■ **引用テキスト**:
──────────
最もいい燃費の仕様車以外は「実測していない」
三菱自不正・2回目会見詳報(4)--海外からの調査については
中尾副社長「現時点では明確になっているわけではない。米国向けについては高速惰行法で、法規に沿った手法を採用しているため、監督官庁にはエビデンスをつけて報告をしたいと思っている」
相川社長「必要なデータをとりながら、説明にあがる予定」
--欧州など、国の法規に合わせて行っていたのか
中尾副社長「欧州は惰行法だが、日本国内と異なっており、データが正しく届け出されていることを確認している。現在確認を取っている最中で、すべて出そろった時点で報告させていただく」
--データの改竄については
中尾副社長「現在はその事実はない」
--なぜ車種の名前を開示しないのか
中尾副社長「今車種の名前をすべて集めている最中であり、試験法のやり方が、われわれがいいとか悪いとか判断できないので、政府のデータとどれだけ違うのかということを国交省に提示する必要があると思っている」
--確認できた範囲で開示すべきではないのか
相川社長「1回だけ計ればいいということではなくて、われわれとしては測り方が違ったこと自体が法令違反だとは思っています。どれほどの乖離(かいり)があるのかということを把握しなければならないと思っている」
≪ここから、開示すべきという報道陣と、国交省に提示してからという三菱自との意見の食い違いで、ややヒートアップ≫
--法令違反の事実があるのだから、車種を教えてほしい
中尾副社長「最終的に全貌が分かった段階で…」
--(回答を遮って)把握している範囲で教えてほしい
中尾副社長「それについては別途報告させていただく」
相川社長「今は数値が全部出ていないので言えない。国交省にも提出していない」
--ユーザーの方は心配していると思うが、それを放置するということでいいのか。ユーザーへの心遣いはないのか
中尾副社長「われわれのデータを国交省に提示して、お客さまに言っていきたい」
--国交省は関係ないのではないか
中尾副社長「ユーザーの方に安心してくださいというためには、われわれが勝手に行った試験だけでは言えない」
──────────
■ **指示内容**:
会見記事の「--欧州など、国の法規に合わせて行っていたのか」から「相川社長「今は数値が全部出ていないので言えない。国交省にも提出していない」」までを、一字一句変えずにすべて出力せよ。 この後の資料は、引用テキストとは別の出典から取得したものである。

■ **データセット抜粋**:
──────────
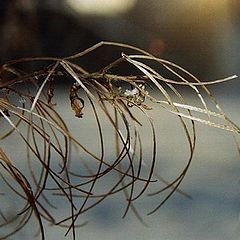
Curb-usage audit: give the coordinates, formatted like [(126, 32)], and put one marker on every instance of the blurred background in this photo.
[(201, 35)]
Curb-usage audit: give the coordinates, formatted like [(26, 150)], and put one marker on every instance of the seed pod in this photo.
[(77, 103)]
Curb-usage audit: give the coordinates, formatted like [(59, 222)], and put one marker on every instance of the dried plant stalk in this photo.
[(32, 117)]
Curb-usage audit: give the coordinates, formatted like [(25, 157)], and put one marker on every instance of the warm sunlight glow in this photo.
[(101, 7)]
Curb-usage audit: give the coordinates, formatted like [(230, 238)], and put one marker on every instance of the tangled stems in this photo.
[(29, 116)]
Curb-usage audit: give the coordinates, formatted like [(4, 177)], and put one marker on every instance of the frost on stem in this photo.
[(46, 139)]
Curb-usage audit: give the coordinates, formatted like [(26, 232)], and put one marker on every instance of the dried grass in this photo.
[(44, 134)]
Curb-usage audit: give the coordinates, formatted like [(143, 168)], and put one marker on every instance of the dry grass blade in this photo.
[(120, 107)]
──────────
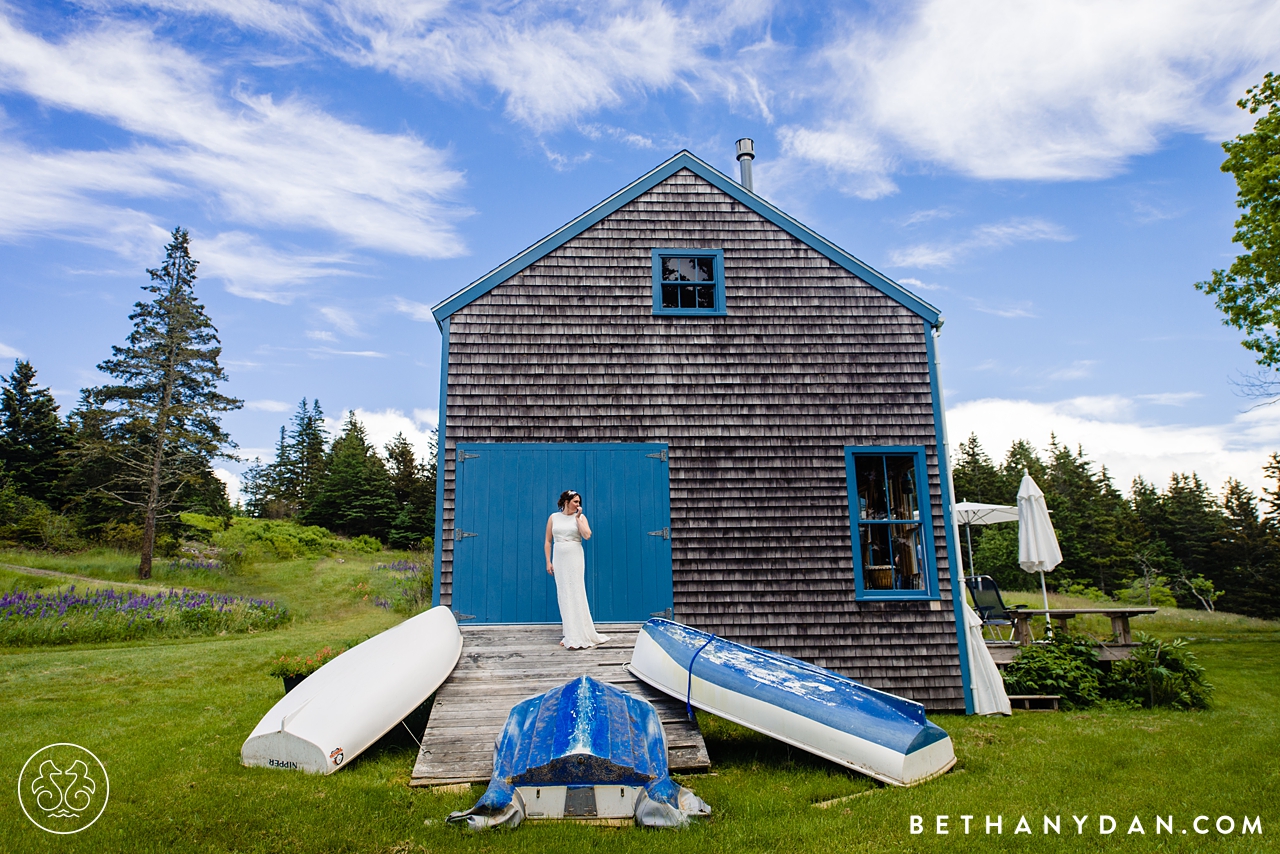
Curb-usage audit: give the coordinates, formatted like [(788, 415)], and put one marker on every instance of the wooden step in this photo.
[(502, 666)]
──────────
■ **出力結果**:
--欧州など、国の法規に合わせて行っていたのか
中尾副社長「欧州は惰行法だが、日本国内と異なっており、データが正しく届け出されていることを確認している。現在確認を取っている最中で、すべて出そろった時点で報告させていただく」
--データの改竄については
中尾副社長「現在はその事実はない」
--なぜ車種の名前を開示しないのか
中尾副社長「今車種の名前をすべて集めている最中であり、試験法のやり方が、われわれがいいとか悪いとか判断できないので、政府のデータとどれだけ違うのかということを国交省に提示する必要があると思っている」
--確認できた範囲で開示すべきではないのか
相川社長「1回だけ計ればいいということではなくて、われわれとしては測り方が違ったこと自体が法令違反だとは思っています。どれほどの乖離(かいり)があるのかということを把握しなければならないと思っている」
≪ここから、開示すべきという報道陣と、国交省に提示してからという三菱自との意見の食い違いで、ややヒートアップ≫
--法令違反の事実があるのだから、車種を教えてほしい
中尾副社長「最終的に全貌が分かった段階で…」
--(回答を遮って)把握している範囲で教えてほしい
中尾副社長「それについては別途報告させていただく」
相川社長「今は数値が全部出ていないので言えない。国交省にも提出していない」